Domestic car sales may drop 5.3% this year, after a 21.4% slump last year, amid a recent outbreak of the coronavirus, the Federation of Thai Industries (FTI) said on Wednesday.
Sales are targeted at 750,000 cars in 2021 after 792,146 vehicles sold last year, the FTI said.
Thailand is a regional vehicle production and export base for the world’s top carmakers.
Car production is expected at 1.5 million vehicles this year, half of which would be exported and the other half sold domestically. That compares to the 1.43 million produced last year.
“We are still worried about second or third coronavirus waves in some countries while Thailand has a second wave,” Surapong Paisitpattanapong, spokesman of the FTI’s automotive industry division, told a news briefing.
“There is also a chips shortage, making some carmakers stop production temporarily. Car exports may not grow this year,” he said.
Car exports plunged 30.19% last year.
The FTI’s Thai industries sentiment index fell in December for the first time in eight months due to concerns over the outbreak and the state of the Thai and global economies, it said.
However, domestic car sales rose for a second month in December, up 11.3% from a year earlier to 104,089 vehicles, after a 2.7% increase the previous month, it said.
“Sales in December were surprisingly good,” Mr Surapong said, adding those were boosted by government stimulus, launches of new car models and marketing campaigns.
Thailand’s coronavirus cases have tripled in the past five weeks to 12,653, with 71 deaths recorded since a year ago.
The government on Tuesday approved $7 billion in new stimulus to mitigate the outbreak impact on the economy.

▶ **Information shown**:
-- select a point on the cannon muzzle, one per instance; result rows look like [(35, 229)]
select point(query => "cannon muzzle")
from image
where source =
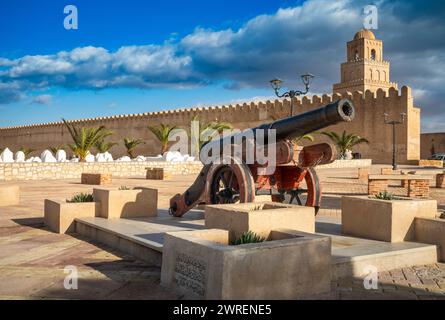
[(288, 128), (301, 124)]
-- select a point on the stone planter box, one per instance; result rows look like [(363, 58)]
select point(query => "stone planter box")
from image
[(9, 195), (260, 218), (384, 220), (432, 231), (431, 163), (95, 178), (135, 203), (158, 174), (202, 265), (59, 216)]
==
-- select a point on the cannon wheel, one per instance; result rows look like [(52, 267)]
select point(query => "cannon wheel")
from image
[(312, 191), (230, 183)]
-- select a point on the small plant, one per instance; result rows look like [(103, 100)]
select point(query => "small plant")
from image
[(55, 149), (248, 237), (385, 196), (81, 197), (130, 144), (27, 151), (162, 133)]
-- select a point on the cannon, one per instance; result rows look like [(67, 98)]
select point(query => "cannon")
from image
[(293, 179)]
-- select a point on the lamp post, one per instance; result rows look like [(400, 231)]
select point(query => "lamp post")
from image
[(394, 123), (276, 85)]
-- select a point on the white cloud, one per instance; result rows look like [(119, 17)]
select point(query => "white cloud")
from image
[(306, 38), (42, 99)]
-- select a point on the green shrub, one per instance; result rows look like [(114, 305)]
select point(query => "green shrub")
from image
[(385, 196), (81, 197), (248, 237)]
--
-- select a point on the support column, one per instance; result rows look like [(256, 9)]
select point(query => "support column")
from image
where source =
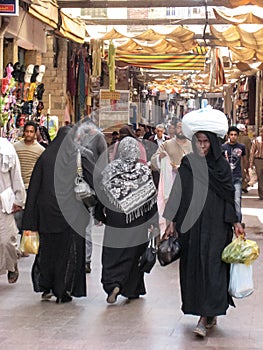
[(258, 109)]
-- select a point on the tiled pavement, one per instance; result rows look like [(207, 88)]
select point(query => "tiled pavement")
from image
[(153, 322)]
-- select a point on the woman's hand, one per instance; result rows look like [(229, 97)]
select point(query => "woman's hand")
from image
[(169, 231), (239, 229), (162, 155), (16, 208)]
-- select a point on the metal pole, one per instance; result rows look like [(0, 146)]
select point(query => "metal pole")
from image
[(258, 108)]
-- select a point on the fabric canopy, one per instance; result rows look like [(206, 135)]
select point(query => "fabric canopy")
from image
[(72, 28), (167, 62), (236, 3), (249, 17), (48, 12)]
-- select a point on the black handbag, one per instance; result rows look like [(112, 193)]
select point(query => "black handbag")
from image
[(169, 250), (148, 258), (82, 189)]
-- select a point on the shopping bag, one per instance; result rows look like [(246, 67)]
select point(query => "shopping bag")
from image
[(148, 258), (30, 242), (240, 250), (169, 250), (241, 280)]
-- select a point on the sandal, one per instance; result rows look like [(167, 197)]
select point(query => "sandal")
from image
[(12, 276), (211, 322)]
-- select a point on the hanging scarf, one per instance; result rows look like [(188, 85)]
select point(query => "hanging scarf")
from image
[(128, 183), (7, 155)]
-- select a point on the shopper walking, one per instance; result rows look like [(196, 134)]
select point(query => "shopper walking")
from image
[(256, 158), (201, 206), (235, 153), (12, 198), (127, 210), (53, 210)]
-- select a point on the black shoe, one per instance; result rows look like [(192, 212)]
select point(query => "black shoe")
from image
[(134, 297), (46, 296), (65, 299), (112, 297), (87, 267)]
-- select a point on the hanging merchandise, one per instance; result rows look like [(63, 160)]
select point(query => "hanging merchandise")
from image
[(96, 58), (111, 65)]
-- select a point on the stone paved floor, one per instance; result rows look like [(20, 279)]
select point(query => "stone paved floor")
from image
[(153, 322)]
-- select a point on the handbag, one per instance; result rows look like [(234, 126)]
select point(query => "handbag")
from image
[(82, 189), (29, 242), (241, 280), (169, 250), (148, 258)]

▶ **Instructions to follow**: Rewrite the stretch of the article on Thai car sales from "Domestic car sales may" through "produced last year.", putting "units" in place of "vehicles".

▶ **Solution to this task**:
Domestic car sales may drop 5.3% this year, after a 21.4% slump last year, amid a recent outbreak of the coronavirus, the Federation of Thai Industries (FTI) said on Wednesday.
Sales are targeted at 750,000 cars in 2021 after 792,146 units sold last year, the FTI said.
Thailand is a regional vehicle production and export base for the world’s top carmakers.
Car production is expected at 1.5 million units this year, half of which would be exported and the other half sold domestically. That compares to the 1.43 million produced last year.